▶ CONSIGNES DE L'EXERCICE:
1/ Répondez aux questions suivantes d'après le texte sur l'actualité nucléaire :
(a) Quelle nouvelle génération de missiles la France met-elle en service sur ses sous-marins nucléaires ?
(b) Quel pays va déployer des missiles russes ?
(c) Combien de fois l'Ukraine est-elle moins importante que la Russie ?
2/ Reproduisez sans la moindre modification le passage du texte sur l'actualité nucléaire qui va de « Exhibition d’armes nucléaires » jusqu'à « présomptueux de Poutine. ».

▶ TEXTE DE LECTURE:

--- --- ---

Pourquoi parle-t-on autant de nucléaire ces derniers temps ? Poutine annonce que son armée a testé de nouvelles armes nucléaires « invincibles », tandis que Donald Trump veut reprendre les essais nucléaires. La Biélorussie va déployer des missiles russes et la France communique sur la mise en service d’une nouvelle génération de missiles (des M51.3 pour être précis) sur ses sous-marins nucléaires. Cela fait beaucoup de nucléaire en une semaine. Ce n’est pas anodin, c’est destiné à faire peur ou à rassurer, donc cela doit être replacé dans le bon contexte pour être compris.
Exhibition d’armes nucléaires par Poutine parce que son armée est fragilisée
Dans les faits, les négociations pour trouver un accord de sortie de guerre en Ukraine se trouvent être dans une phase de tension. Le président russe, qui se voit en tsar alors qu’il est avant tout le chef mafieux d’une société mise à terre, a besoin d’arguments militaires pour peser dans la négociation puisque son armée est incapable de soumettre l’Ukraine, un pays « frère », cinq fois moins important que l’empire présomptueux de Poutine.
Par conséquent, le maître du Kremlin a besoin, une fois encore, d’exhiber son arsenal nucléaire, peut-être le dernier argument de puissance d’une Russie exsangue militairement, économiquement et socialement.

--- --- ---

▶ MATÉRIEL EXTRAIT:
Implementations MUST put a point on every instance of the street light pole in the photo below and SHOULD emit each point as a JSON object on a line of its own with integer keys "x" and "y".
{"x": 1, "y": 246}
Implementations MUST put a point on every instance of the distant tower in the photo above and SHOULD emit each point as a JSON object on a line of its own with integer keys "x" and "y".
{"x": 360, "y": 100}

--- --- ---

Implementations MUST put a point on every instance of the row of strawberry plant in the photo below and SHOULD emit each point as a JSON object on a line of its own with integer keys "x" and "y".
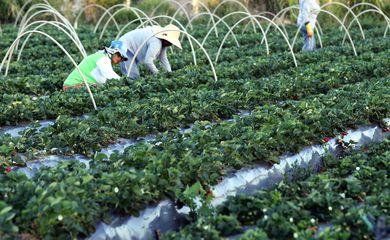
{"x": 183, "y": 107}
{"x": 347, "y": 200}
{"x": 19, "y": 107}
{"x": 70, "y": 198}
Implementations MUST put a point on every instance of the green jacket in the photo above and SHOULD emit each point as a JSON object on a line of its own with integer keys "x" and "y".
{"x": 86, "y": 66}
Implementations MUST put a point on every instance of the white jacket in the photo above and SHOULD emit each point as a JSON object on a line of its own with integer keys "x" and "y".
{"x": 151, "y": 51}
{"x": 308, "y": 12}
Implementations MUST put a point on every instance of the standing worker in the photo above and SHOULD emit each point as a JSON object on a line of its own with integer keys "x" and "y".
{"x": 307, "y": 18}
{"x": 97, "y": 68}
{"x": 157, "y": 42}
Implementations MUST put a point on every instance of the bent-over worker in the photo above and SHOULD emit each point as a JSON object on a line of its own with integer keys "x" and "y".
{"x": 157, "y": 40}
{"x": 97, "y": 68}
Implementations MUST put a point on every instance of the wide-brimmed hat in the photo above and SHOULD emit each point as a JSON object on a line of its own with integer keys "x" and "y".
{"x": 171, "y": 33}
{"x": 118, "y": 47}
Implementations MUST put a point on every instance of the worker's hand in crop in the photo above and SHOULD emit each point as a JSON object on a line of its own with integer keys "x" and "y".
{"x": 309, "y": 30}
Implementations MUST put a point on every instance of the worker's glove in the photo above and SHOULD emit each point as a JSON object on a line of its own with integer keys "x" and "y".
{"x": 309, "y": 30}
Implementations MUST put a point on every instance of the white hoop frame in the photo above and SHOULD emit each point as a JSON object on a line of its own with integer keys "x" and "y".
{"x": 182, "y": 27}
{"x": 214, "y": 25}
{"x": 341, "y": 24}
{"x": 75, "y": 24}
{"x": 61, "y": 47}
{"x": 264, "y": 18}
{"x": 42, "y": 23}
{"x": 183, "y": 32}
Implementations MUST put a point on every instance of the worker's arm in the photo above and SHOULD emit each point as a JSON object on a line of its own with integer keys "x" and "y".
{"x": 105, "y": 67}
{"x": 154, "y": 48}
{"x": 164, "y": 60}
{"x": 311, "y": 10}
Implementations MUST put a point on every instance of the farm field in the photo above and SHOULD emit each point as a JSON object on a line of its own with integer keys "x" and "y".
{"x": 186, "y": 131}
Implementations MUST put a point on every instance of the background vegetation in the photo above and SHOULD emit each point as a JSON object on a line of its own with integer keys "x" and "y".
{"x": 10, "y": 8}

--- --- ---

▶ CORRIGÉ DE L'EXERCICE:
1/
(a) Des missiles M51.3.
(b) La Biélorussie.
(c) Cinq fois.

2/
Exhibition d’armes nucléaires par Poutine parce que son armée est fragilisée
Dans les faits, les négociations pour trouver un accord de sortie de guerre en Ukraine se trouvent être dans une phase de tension. Le président russe, qui se voit en tsar alors qu’il est avant tout le chef mafieux d’une société mise à terre, a besoin d’arguments militaires pour peser dans la négociation puisque son armée est incapable de soumettre l’Ukraine, un pays « frère », cinq fois moins important que l’empire présomptueux de Poutine.